Short task -
Return the listing below word for word.

Data section -

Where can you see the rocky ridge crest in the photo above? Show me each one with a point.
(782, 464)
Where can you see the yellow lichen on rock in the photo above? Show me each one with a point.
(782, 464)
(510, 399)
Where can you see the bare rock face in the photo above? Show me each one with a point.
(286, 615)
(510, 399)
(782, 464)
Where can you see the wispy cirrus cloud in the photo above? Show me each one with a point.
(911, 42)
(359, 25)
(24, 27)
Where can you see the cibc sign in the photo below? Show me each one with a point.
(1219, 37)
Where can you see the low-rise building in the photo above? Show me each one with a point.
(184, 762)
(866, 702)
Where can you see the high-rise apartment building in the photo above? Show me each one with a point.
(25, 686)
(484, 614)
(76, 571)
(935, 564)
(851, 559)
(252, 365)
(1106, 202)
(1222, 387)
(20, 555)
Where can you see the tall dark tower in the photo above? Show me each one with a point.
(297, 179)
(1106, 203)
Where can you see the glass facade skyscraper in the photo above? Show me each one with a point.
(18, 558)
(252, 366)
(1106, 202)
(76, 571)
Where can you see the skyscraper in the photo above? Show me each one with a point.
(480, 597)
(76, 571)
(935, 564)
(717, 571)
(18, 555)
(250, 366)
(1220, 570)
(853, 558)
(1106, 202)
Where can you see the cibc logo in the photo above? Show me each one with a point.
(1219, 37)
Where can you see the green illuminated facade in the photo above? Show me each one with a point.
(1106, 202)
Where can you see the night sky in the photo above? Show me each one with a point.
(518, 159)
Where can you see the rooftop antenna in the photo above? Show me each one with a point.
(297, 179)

Response below -
Where can you see the rocky ridge crest in the photo above? Show me each one with a point.
(782, 464)
Where can you see the yellow lichen on rock in the photo above? Show me each one with a point.
(782, 464)
(510, 399)
Where can you see the bare rock face in the photo above? Show me each one with a point.
(286, 615)
(510, 399)
(782, 464)
Where can you see the wispy cirrus cloud in the photo above? Show me each one with a point.
(911, 42)
(359, 25)
(24, 27)
Where can you see the cibc sign in the photo below? Show me each one with a point.
(1219, 37)
Where can you see the low-rise building in the photo above? Show me each one with a point.
(184, 762)
(866, 702)
Where can you see the high-rise apartment building in the photo above? Show me each one with a point.
(25, 686)
(484, 614)
(76, 571)
(935, 564)
(851, 559)
(252, 365)
(1106, 202)
(1222, 387)
(20, 555)
Where can you see the tall dark tower in the photo above? Show me each one with a point.
(297, 179)
(1106, 203)
Where can you see the glass facade skyscraper in the photo above? Show me each one with a point.
(18, 558)
(252, 366)
(1106, 202)
(76, 571)
Where can you see the skyscraper in the photo above? Show me each one with a point.
(480, 597)
(76, 571)
(935, 564)
(717, 571)
(18, 555)
(250, 366)
(1220, 570)
(853, 558)
(1106, 202)
Where can you see the cibc logo in the photo above? Show me each one with a point.
(1219, 37)
Where can you see the green illuminated facade in the photo above? Show me each one with a point.
(1106, 202)
Where can you see the night sky in the photo above? Show me each one with a point.
(518, 159)
Where can you see the rooftop antenna in the photo above? Show me each one with a point.
(297, 179)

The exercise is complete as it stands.